# Document text
— Begin —

Yet another option is to get what's called "bonded" service. You can even do this with home Internet service. You'd order two VDSL2 connections, hook them into a router that supports connection pair bonding (which the Internet provider itself might even be able to supply), and, presto, you have doubled your service assuming there's nothing upstream getting in the way. This assumes that you have enough copper wires coming into the home (or can get another pair if necessary), and usually that's true. Bonus points are awarded here if you can manage to do that with two different ISPs since you'll get a bit more robustness if one of the service providers is having trouble. The ISPs still have to ride over the same physical infrastructure, though -- this is not how a mission critical data center gets wired.

You could pair bond wired and wireless connections, although I think you'd do that mostly for reliability rather than performance/speed.


----------



## sensualspirit (Jul 7, 2010)

BBCWatcher said:


> NickZ, you've reminded me of another option. First of all it's essential to be located close (in wire distance) to a telephone switch -- that part doesn't change with what I'm about to describe. Second, if for some reason the best available VDSL2 service at that home location doesn't work out, you can inquire about getting more expensive Symmetric DSL (SDSL) service, a business class service. Symmetric DSL changes the equation and trades download speed for upload speed. That's in contrast to the asymmetric DSL services that home users typically prefer. In Italian: simmetrica v. asimmetrica.
> 
> Yet another option is to get what's called "bonded" service. You can even do this with home Internet service. You'd order two VDSL2 connections, hook them into a router that supports connection pair bonding (which the Internet provider itself might even be able to supply), and, presto, you have doubled your service assuming there's nothing upstream getting in the way. This assumes that you have enough copper wires coming into the home (or can get another pair if necessary), and usually that's true. Bonus points are awarded here if you can manage to do that with two different ISPs since you'll get a bit more robustness if one of the service providers is having trouble. The ISPs still have to ride over the same physical infrastructure, though -- this is not how a mission critical data center gets wired.
> 
> You could pair bond wired and wireless connections, although I think you'd do that mostly for reliability rather than performance/speed.


Sorry for the delay, I've been busy.

So do you even live in Italy? It says you are in Singapore.

How do you know what's in Italy if you aren't there?

How much are these services as they are beginning to sound VERY expensive.

How would one even KNOW if they are near the telephone switch? LOL

Thanks


----------



## BBCWatcher (Dec 28, 2012)

Sensualspirit, I am reasonably familiar with the offerings and options in Italy. You did not indicate any cost limitations, nor did I characterize any costs (which will vary). There are some Internet provider Web sites (in Italian) that provide reasonable estimates of wire distance to the central switch. I suggest giving those a try.

— End —

# Challenges
- 1) In the thread about home Internet options in Italy, why does using two different ISPs for bonded service earn "bonus points"? Answer in one to three sentences.
- 2) Carry the thread about home Internet options in Italy forward from its last post.

# Provided records
— Begin —

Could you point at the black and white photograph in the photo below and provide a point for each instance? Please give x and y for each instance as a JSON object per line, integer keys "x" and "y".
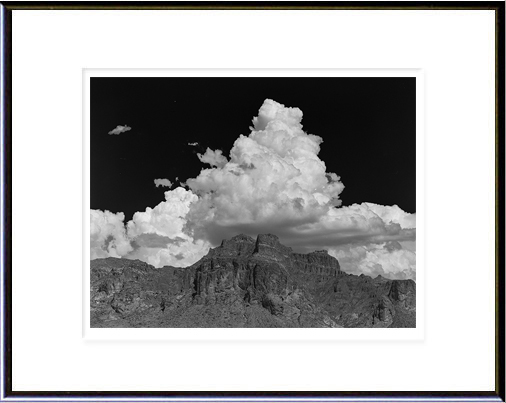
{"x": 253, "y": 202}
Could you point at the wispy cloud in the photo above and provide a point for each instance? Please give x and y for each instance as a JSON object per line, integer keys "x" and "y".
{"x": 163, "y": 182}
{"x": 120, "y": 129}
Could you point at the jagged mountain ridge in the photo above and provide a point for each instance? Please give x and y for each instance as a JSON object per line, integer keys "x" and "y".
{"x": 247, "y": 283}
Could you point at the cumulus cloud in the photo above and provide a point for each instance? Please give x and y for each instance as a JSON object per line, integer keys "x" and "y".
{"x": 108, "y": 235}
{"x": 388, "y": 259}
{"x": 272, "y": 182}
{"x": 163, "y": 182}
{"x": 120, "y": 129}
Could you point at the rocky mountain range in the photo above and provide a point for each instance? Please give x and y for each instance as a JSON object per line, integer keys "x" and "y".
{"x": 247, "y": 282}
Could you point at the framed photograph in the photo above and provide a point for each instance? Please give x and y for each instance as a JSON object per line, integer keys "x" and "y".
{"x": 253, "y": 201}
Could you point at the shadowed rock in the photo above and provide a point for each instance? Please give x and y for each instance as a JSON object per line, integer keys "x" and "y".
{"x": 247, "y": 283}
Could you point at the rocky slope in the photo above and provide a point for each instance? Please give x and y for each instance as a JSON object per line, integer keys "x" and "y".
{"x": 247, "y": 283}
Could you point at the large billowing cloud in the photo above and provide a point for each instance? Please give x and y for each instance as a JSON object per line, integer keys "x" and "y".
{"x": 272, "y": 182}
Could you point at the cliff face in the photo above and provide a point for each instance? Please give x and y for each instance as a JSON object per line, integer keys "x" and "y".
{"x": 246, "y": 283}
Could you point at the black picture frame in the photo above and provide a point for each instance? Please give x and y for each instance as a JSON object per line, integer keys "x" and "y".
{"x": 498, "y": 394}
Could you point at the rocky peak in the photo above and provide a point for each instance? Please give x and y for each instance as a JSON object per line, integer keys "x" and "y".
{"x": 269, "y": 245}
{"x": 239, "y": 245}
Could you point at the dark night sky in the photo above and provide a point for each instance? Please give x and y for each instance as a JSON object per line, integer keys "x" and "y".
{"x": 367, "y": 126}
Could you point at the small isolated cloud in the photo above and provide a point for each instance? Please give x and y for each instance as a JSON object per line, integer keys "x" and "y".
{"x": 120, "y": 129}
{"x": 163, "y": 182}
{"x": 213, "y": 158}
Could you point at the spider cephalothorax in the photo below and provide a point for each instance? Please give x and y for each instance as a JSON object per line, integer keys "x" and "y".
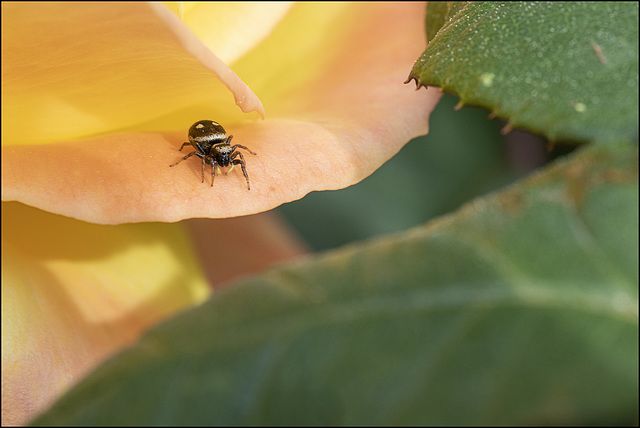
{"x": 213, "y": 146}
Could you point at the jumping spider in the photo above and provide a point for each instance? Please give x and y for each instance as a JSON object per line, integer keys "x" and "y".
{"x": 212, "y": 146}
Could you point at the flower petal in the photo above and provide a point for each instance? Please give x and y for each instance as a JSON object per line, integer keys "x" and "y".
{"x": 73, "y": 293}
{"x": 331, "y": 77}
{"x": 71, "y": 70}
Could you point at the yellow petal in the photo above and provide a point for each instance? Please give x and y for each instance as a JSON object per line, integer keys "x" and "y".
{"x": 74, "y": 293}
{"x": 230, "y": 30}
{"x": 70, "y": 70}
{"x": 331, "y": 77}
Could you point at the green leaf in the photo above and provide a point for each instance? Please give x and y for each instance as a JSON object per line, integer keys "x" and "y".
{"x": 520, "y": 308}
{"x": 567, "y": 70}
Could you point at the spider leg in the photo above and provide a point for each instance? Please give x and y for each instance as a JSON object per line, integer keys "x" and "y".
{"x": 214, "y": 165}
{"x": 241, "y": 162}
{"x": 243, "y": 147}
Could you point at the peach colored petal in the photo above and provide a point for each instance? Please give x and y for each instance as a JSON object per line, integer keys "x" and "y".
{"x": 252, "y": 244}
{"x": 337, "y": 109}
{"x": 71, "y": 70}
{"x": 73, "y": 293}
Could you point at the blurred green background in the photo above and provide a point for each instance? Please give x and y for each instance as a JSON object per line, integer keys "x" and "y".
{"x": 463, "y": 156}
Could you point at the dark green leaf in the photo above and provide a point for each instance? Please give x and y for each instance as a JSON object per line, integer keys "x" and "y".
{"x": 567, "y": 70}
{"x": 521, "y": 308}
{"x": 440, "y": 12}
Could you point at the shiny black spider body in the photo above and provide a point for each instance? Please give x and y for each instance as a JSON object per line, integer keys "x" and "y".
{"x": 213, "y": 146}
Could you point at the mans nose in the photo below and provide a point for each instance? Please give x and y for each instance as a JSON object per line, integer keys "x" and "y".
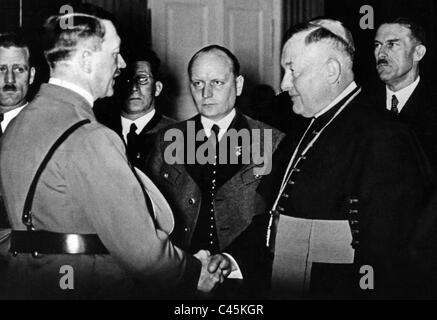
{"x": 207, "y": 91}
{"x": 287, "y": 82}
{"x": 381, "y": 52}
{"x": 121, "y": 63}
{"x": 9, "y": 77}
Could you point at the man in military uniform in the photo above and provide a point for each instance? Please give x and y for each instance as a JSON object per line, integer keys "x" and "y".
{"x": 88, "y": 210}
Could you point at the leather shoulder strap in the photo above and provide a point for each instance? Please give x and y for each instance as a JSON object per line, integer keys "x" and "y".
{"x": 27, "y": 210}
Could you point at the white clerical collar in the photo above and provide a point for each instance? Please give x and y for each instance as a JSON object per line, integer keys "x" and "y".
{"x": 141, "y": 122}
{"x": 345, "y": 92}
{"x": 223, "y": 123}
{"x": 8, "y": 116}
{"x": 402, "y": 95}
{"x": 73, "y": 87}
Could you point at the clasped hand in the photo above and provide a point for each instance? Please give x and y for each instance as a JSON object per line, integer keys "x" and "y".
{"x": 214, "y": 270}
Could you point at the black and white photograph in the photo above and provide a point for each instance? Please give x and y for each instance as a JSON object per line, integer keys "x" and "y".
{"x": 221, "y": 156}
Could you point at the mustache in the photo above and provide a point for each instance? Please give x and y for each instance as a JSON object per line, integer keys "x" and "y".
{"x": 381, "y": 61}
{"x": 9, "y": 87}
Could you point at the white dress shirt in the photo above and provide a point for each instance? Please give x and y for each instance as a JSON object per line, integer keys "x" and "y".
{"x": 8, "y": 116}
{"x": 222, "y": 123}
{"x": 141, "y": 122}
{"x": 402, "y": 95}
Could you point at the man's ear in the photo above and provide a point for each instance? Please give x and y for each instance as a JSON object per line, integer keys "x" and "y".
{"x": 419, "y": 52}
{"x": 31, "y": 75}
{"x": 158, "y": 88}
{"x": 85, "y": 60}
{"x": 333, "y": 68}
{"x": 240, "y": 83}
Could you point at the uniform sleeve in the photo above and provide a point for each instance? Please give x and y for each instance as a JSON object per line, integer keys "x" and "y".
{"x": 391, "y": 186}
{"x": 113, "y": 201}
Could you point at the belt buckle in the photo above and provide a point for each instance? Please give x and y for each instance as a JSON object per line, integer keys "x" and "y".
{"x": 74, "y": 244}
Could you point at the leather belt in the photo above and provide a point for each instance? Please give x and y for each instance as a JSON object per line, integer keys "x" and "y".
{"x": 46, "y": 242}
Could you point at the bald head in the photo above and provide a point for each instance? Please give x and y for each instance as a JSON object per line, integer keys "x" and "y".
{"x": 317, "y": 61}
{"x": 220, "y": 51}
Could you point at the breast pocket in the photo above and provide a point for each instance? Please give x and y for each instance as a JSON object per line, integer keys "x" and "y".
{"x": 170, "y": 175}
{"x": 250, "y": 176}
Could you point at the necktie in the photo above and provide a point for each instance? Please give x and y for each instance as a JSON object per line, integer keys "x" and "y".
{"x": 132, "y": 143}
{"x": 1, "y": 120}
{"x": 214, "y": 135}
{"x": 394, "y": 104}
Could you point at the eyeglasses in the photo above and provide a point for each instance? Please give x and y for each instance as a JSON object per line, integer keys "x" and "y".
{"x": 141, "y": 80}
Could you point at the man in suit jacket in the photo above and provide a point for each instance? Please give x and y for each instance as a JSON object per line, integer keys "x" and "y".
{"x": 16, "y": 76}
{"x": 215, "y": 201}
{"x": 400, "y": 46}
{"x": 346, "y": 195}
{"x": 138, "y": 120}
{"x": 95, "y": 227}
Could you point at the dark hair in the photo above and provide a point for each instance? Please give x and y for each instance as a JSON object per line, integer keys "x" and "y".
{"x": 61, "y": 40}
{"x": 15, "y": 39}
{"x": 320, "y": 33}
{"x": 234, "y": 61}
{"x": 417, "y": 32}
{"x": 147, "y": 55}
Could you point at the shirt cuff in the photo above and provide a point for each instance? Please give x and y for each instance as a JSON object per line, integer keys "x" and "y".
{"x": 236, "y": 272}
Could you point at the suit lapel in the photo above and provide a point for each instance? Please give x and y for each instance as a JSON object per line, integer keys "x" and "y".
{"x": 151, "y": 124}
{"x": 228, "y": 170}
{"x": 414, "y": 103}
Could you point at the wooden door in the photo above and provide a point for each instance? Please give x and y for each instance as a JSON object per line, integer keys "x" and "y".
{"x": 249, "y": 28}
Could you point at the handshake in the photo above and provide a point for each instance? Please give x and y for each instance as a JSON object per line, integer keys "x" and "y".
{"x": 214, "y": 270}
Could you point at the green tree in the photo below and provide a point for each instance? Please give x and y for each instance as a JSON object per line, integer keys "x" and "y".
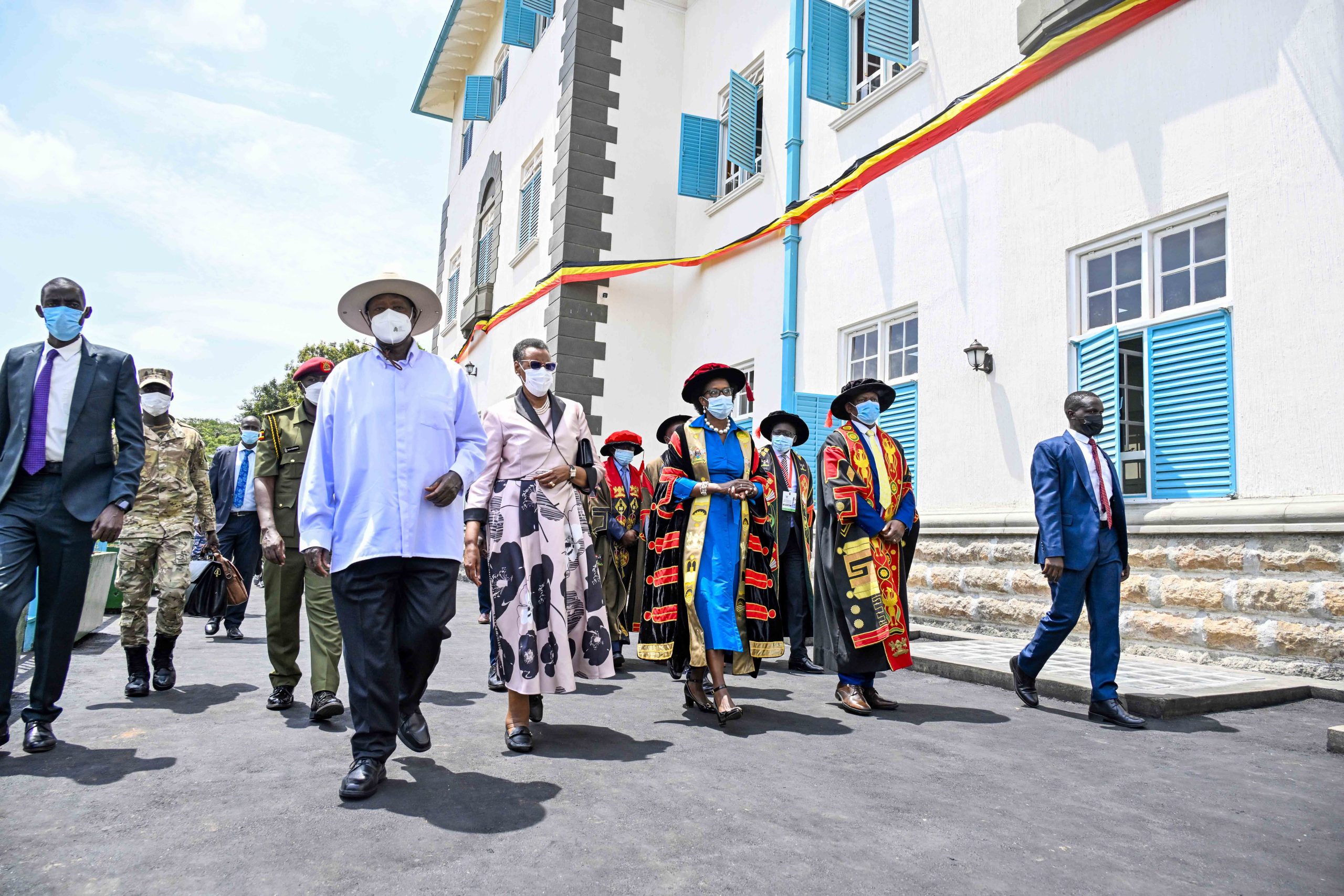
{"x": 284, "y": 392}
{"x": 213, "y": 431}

— End —

# Final results
- 1) Using two different ISPs gives a bit more robustness, because service can continue if one of the providers is having trouble. Both ISPs still ride over the same physical infrastructure, though.

- 2)
It's up to you to decide what Internet access solution you want, subject to the various limitations. As far as I can tell everyone is trying to be helpful and to provide you with as many options as possible to address the requirements you stated.


----------



## sensualspirit (Jul 7, 2010)

BBCWatcher said:


> Sensualspirit, I am reasonably familiar with the offerings and options in Italy. You did not indicate any cost limitations, nor did I characterize any costs (which will vary). There are some Internet provider Web sites (in Italian) that provide reasonable estimates of wire distance to the central switch. I suggest giving those a try.
> 
> It's up to you to decide what Internet access solution you want, subject to the various limitations. As far as I can tell everyone is trying to be helpful and to provide you with as many options as possible to address the requirements you stated.


I'm sorry that you feel I wasn't grateful for the information. I think my question about how you know what's here is a reasonable one.

And I didn't think I had to mention cost, as most people can't afford tons of money just for Internet.

All the best


----------



## Italia-Mx (Jan 14, 2009)

sensualspirit said:


> So do you even live in Italy? It says you are in Singapore.
> 
> How do you know what's in Italy if you aren't there?
> 
> ...


Good question and entirely reasonable. 

I live in Italy. I use Fastweb composed of Internet, Sky TV, free phone calls all over Italy. 49 Euro al mesi. Works fine.


----------



## sensualspirit (Jul 7, 2010)

Italia-Mx said:


> Good question and entirely reasonable.
> 
> I live in Italy. I use Fastweb composed of Internet, Sky TV, free phone calls all over Italy. 49 Euro al mesi. Works fine.


Ahh, I'm just looking for the Internet, I don't need phone or TV.

Where are you located & can you send me a link to your speed test from Speedtest.net by Ookla - The Global Broadband Speed Test ?

Thanks


----------



## Cala di Luna (Jun 16, 2016)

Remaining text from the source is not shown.